### Exercise data
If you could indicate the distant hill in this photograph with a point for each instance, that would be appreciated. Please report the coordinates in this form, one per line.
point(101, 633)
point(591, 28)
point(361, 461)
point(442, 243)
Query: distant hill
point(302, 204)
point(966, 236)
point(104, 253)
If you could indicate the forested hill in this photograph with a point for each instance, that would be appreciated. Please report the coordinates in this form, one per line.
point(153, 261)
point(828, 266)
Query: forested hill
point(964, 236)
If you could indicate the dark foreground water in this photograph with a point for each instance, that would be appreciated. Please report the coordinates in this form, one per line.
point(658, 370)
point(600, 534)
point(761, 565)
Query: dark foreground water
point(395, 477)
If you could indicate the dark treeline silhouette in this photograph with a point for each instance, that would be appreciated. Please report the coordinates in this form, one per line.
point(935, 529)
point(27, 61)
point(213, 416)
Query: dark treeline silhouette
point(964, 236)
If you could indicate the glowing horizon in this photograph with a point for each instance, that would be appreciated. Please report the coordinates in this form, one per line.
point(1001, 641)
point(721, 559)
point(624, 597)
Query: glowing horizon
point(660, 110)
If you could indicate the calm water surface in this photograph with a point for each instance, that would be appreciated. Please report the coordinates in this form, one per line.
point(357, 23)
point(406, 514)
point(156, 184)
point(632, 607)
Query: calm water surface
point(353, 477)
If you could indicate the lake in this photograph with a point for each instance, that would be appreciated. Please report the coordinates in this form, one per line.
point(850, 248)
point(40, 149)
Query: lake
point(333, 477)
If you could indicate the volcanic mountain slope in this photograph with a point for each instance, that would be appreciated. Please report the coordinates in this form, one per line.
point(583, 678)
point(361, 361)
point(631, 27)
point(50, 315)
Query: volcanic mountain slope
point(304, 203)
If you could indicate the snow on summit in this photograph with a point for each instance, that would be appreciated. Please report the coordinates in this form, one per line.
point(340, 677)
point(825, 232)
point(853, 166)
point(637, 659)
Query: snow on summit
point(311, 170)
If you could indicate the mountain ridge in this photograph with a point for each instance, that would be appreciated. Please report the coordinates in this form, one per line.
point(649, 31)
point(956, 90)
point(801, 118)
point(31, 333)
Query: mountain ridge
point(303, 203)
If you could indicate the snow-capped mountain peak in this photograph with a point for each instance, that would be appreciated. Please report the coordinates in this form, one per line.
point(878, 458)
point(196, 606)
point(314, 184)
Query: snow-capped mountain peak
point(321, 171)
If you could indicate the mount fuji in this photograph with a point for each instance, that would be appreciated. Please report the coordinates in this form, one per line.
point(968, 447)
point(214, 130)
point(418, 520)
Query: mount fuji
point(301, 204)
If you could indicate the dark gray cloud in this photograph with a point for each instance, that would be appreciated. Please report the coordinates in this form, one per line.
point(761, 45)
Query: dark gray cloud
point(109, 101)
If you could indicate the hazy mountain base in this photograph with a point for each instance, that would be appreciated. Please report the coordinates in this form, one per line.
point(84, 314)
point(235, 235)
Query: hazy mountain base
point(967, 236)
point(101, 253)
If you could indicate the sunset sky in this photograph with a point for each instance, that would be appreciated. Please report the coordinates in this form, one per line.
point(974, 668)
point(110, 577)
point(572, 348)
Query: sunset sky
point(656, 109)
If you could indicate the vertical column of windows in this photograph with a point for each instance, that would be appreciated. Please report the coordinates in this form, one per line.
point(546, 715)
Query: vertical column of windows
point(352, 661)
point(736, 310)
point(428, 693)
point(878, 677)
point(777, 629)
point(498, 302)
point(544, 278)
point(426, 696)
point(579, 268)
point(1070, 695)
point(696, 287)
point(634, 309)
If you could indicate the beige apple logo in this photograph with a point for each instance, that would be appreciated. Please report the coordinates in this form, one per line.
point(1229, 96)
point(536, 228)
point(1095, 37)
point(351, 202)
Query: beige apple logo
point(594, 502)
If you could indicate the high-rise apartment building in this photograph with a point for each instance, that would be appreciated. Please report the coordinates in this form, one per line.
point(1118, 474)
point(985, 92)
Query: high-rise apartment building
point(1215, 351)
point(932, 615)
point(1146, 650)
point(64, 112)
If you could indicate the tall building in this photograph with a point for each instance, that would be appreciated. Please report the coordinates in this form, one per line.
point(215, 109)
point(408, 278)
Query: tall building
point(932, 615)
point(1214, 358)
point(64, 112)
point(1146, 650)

### Task directions
Print the material above line for line, changing nothing.

### Result
If you could indicate the distant hill in this photograph with a point for each instance, that would be appreciated. Please report the coordinates in this form, one per line.
point(101, 633)
point(591, 28)
point(361, 461)
point(442, 243)
Query: distant hill
point(302, 204)
point(966, 236)
point(104, 253)
If you could indicate the forested hill in this photograph with a point for each instance, that would be appreciated. Please report the coordinates in this form, one per line.
point(153, 261)
point(828, 266)
Query: forested hill
point(964, 236)
If you could indicate the dark foreground water in this photograph with a point for each instance, that would be appreciated. Please report the coordinates in this form, one per line.
point(658, 370)
point(600, 534)
point(761, 565)
Query: dark foreground water
point(395, 477)
If you could indicate the dark treeline silhouette in this photograph with a point for each instance, that would be appreciated. Please report the coordinates in this form, one per line.
point(935, 529)
point(27, 61)
point(213, 416)
Query: dark treeline silhouette
point(964, 236)
If you could indicate the glowing horizon in this photograph with a point for each instance, that would be appreciated. Please report the coordinates in this form, one per line.
point(1001, 641)
point(721, 559)
point(624, 597)
Query: glowing horizon
point(660, 110)
If you could indicate the calm water surface in this photograph with a point for each instance, that would be appreciated. Please report the coordinates in this form, one per line.
point(357, 23)
point(406, 514)
point(156, 184)
point(632, 607)
Query: calm water surface
point(353, 477)
If you could indicate the lake in this photograph with a point for each instance, that would be appreciated. Please report the coordinates in this form, one per line.
point(850, 248)
point(40, 149)
Query: lake
point(333, 477)
If you could indicate the volcanic mountain slope in this photograph with a point for each instance, that would be appreciated. Please report the coordinates in this form, one per line.
point(583, 678)
point(361, 361)
point(631, 27)
point(50, 315)
Query: volcanic mountain slope
point(304, 203)
If you could indicate the snow on summit in this photograph with a point for each instance, that would be appreciated. Please report the coordinates in this form, one per line.
point(340, 677)
point(825, 232)
point(853, 166)
point(637, 659)
Query: snow on summit
point(311, 170)
If you could indicate the mountain ridge in this photograph with a point for each instance, that would be appreciated. Please report the coordinates in this form, one per line.
point(649, 31)
point(956, 90)
point(801, 118)
point(31, 333)
Query: mountain ridge
point(303, 203)
If you could indicate the snow-capped mountain peak in this photograph with a point for each instance, that would be appreciated. Please report the coordinates in this form, one per line.
point(878, 458)
point(196, 606)
point(314, 184)
Query: snow-capped mountain peak
point(321, 171)
If you could indicate the mount fuji in this photograph with a point for each instance, that would be appreciated. Please report the coordinates in this form, one per line.
point(968, 447)
point(214, 130)
point(418, 520)
Query: mount fuji
point(301, 204)
If you could indicate the dark gray cloud in this photograph with a point for each instance, that would be appreciated. Please report the coordinates in this form, one per line.
point(761, 45)
Query: dark gray cloud
point(109, 101)
If you could indicate the hazy mountain base in this photograph with a point for each instance, that would be appreciated. Please report the coordinates in this form, one per line.
point(84, 314)
point(235, 235)
Query: hazy mountain base
point(967, 236)
point(101, 253)
If you could indicate the sunset sky in this photograph with a point for each instance, that would be appreciated. Please report the coordinates in this form, one per line.
point(974, 668)
point(110, 577)
point(572, 348)
Query: sunset sky
point(656, 109)
If you could indicate the vertical column of windows in this photograph with a point for each instance, that would be appreciated. Please report the coordinates in this form, one per line.
point(546, 715)
Query: vertical column of windows
point(352, 661)
point(736, 310)
point(428, 693)
point(878, 677)
point(777, 629)
point(498, 302)
point(544, 278)
point(426, 696)
point(579, 268)
point(1070, 695)
point(696, 287)
point(634, 309)
If you could indicate the beige apple logo in this photograph with a point for each instance, that would be appreciated. Please report the coordinates in this form, one per line.
point(1229, 96)
point(536, 228)
point(1095, 37)
point(351, 202)
Query: beige apple logo
point(594, 502)
If you could indicate the high-rise apartment building in this photograph with a point for each instance, that would be appreciated. Please report the coordinates in this form, one per line.
point(1118, 474)
point(985, 92)
Query: high-rise apartment building
point(1215, 351)
point(932, 615)
point(1146, 650)
point(64, 112)
If you could indicate the tall building in this photograph with a point for each instance, that would be appreciated. Please report the coordinates in this form, one per line.
point(215, 109)
point(408, 278)
Query: tall building
point(932, 615)
point(1214, 358)
point(64, 112)
point(1146, 650)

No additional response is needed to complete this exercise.